## Task
Because the images are not wanted, restate every line below word for word without them.

════════

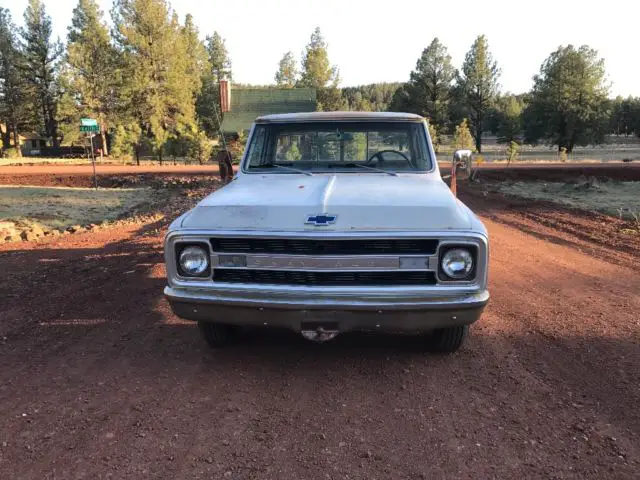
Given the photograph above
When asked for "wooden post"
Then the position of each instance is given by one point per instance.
(454, 167)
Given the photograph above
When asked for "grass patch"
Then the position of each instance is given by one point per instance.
(621, 199)
(62, 207)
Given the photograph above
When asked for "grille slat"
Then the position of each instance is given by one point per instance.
(324, 247)
(295, 277)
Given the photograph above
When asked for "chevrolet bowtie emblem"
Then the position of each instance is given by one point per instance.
(321, 219)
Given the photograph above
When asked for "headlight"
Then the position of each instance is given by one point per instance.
(457, 263)
(194, 261)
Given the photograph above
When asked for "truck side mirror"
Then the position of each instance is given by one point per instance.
(458, 156)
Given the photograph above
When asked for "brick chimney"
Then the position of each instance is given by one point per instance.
(225, 96)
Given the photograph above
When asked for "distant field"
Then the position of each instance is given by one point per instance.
(61, 207)
(615, 151)
(613, 198)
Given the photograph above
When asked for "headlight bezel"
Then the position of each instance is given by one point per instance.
(181, 247)
(469, 277)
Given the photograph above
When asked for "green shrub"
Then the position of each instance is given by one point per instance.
(562, 154)
(12, 152)
(512, 152)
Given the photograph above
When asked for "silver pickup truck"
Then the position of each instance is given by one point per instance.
(335, 222)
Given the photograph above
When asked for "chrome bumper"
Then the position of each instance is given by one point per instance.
(410, 311)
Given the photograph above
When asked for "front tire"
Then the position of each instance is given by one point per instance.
(448, 340)
(217, 334)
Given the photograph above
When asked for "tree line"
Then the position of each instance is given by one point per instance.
(152, 84)
(150, 81)
(567, 106)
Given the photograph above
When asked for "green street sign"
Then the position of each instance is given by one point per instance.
(89, 125)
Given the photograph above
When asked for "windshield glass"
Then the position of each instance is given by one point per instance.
(338, 146)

════════

## Result of the task
Given the photograph above
When asked for "wooden post"
Then the position of each instance is given by one point per instance.
(454, 167)
Given the photograph above
When asked for "grass patch"
Then the position of each instance is given by one point per instance.
(621, 199)
(62, 207)
Given the photograph above
When asked for "grille slat"
Then the position of each instance is given by one point per instance.
(324, 247)
(295, 277)
Given the photograph above
When asked for "chevrolet bowtie emblem"
Then the position of each instance is given by one point per instance.
(321, 219)
Given the photograph above
When asked for "headlight"
Then the position of each instance is given by one point per instance.
(457, 263)
(194, 261)
Given the photograph above
When asked for "truck side mirror"
Then the position of each instance is given by one point per instance.
(458, 156)
Given the photograph above
When asked for "brick chimney"
Then the position of each instance is given by one point per instance.
(225, 96)
Given the photograph above
When asked for "distant field"
Then the position of each instance is given by one point per instance.
(61, 207)
(615, 151)
(613, 198)
Given the photograph above
When asked for "headlight bezel"
Then the position of each instance is given by one point per instance.
(181, 247)
(469, 277)
Given the photograph above
When asked for "green shrub"
Then the position of each instance is given by one point per instance.
(562, 154)
(12, 152)
(512, 152)
Given the photograph above
When asked for "silver pickup truck"
Then the position of each instance is given by one point per instance.
(335, 222)
Given the photograph above
When asked for "chrome bumper"
Then the position of each instance is given by one point per instance.
(410, 311)
Given the photograph above
When asked for "front tire"
Then the position of each instance is given by one point per instance.
(448, 340)
(217, 334)
Given the photograph above
When asked for "tree line"
Then the position of each instance is given by one point per instance.
(152, 84)
(150, 81)
(567, 106)
Given the photograph above
When asked for "green street sign"
Then the position of each instance is given by one point per instance.
(89, 125)
Given the photograph above
When asked for "windshield glass"
Then the position of each instance is given by one point per instance.
(338, 146)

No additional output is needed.